In proof of this, with a majestic sweep of his gaze over all those teachers in the synagogue, he said to the man, "Stretch forth thy hand" (Luke 6:10), and forth it immediately came in proof of his divine right as a son of God to receive and give all things good. Mistaken religious teaching alone had bound that man. By melting the sharp limits of that teaching with larger love, Jesus' knowledge of divine Truth had the immediate effect of filling out that hand with warm liveliness and eager mobility.
You see, Jesus knew that false knowledge or sin is never man nor part of man, even when it parades as a withered hand or a self-righteous Pharisee. To Jesus, there was only one sinner in every case, namely the false belief that evil can be real, when in point of divine Truth, "God saw every thing that he had made, and, behold, it was very good" (Gen. 1:31). To Jesus, therefore, not only was evil unreal, but also the fear of it, and belief in punishment on account of it.
It was precisely because the Pharisees understood neither good nor evil in this clear scientific way, that they bound men, in their belief that man is a sinner. Jesus did exactly the opposite: he set men free, by binding the belief that evil can ever be part of the image and likeness of God. By binding sin and man together, of course, the Pharisees' teaching then made man captive to accusation and condemnation, heredity and deformity; whereas, by binding false belief instead, Jesus' teaching liberated both sinner and invalid.
Christian Science brings these contrasted religious outlooks, and their diverse effects on health and happiness, squarely to the Christian's attention today, to help him, as a friend, to consider seriously the trend of his own beliefs concerning God, man, and sin. Are his religious views opening his hands towards freedom and truthfulness, as he walks through the cornfields of life, or are they closing them conscientiously against these divine rights?
In this respect, the Christian Science textbook, "Science and Health with Key to the Scriptures" by Mary Baker Eddy, the Discoverer and Founder of Christian Science, has a contribution to make that every Christian can welcome with warmth, for Christian Science is here to "reinstate primitive Christianity and its lost element of healing" (Manual of The Mother Church, p. 17).
Nearly two thousand years ago, Christianity healed sin by destroying the false belief that produced it and restored the sick, dying, and dead by spiritual means alone. But today Christianity is often believed to have little power in these respects, except to persuade sinners that their sins are personally forgiven, and to nod the sick sadly to hospitals.

Data section ->
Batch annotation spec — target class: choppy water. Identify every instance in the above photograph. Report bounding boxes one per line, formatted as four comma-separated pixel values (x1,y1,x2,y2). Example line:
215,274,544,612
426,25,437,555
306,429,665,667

--

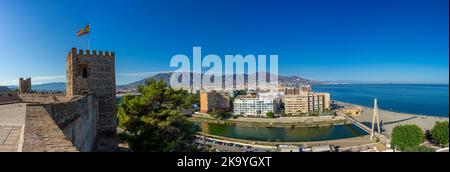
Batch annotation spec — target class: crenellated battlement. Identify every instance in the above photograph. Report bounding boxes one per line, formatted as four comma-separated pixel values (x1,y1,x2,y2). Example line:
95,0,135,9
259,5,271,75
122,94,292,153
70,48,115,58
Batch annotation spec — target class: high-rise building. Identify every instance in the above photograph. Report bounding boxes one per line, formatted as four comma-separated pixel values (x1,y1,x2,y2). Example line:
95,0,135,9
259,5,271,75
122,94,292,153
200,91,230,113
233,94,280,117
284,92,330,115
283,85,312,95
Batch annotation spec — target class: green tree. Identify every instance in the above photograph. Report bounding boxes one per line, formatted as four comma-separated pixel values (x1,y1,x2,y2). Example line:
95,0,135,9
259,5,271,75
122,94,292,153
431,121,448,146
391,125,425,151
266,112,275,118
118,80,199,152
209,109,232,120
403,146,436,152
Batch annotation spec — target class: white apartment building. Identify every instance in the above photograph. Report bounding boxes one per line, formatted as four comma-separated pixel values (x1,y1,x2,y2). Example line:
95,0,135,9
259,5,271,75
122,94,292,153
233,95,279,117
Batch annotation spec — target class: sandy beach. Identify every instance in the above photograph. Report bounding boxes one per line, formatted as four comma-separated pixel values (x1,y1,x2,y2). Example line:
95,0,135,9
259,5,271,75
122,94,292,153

...

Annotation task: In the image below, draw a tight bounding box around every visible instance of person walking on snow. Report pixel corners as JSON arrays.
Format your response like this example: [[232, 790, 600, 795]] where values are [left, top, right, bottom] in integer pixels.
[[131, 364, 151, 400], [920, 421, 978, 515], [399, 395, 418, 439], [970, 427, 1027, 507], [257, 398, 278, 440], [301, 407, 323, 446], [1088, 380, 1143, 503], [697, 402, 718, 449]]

What this exercise asks ->
1. In the passage on Jesus and the withered hand above, do the following statements agree with the text? Answer yes or no for each, and quote the deciding words.
(a) Jesus held that evil was unreal.
(b) The Pharisees set men free by binding the belief that evil can be part of God's likeness.
(c) Christianity today is often believed to have little power to heal.
2. Set down, word for word, the part of the passage on Jesus and the withered hand above that runs from "In proof of this, with" to "and eager mobility.".
3. Translate this sentence from the passage on Jesus and the withered hand above into Spanish: "Mistaken religious teaching alone had bound that man."

Answers for this exercise ->
1.
(a) Yes: "To Jesus, therefore, not only was evil unreal, but also the fear of it, and belief in punishment on account of it."
(b) No: "Jesus did exactly the opposite: he set men free, by binding the belief that evil can ever be part of the image and likeness of God."
(c) Yes: "But today Christianity is often believed to have little power in these respects"

2.
In proof of this, with a majestic sweep of his gaze over all those teachers in the synagogue, he said to the man, "Stretch forth thy hand" (Luke 6:10), and forth it immediately came in proof of his divine right as a son of God to receive and give all things good. Mistaken religious teaching alone had bound that man. By melting the sharp limits of that teaching with larger love, Jesus' knowledge of divine Truth had the immediate effect of filling out that hand with warm liveliness and eager mobility.

3. Solo una enseñanza religiosa equivocada había atado a aquel hombre.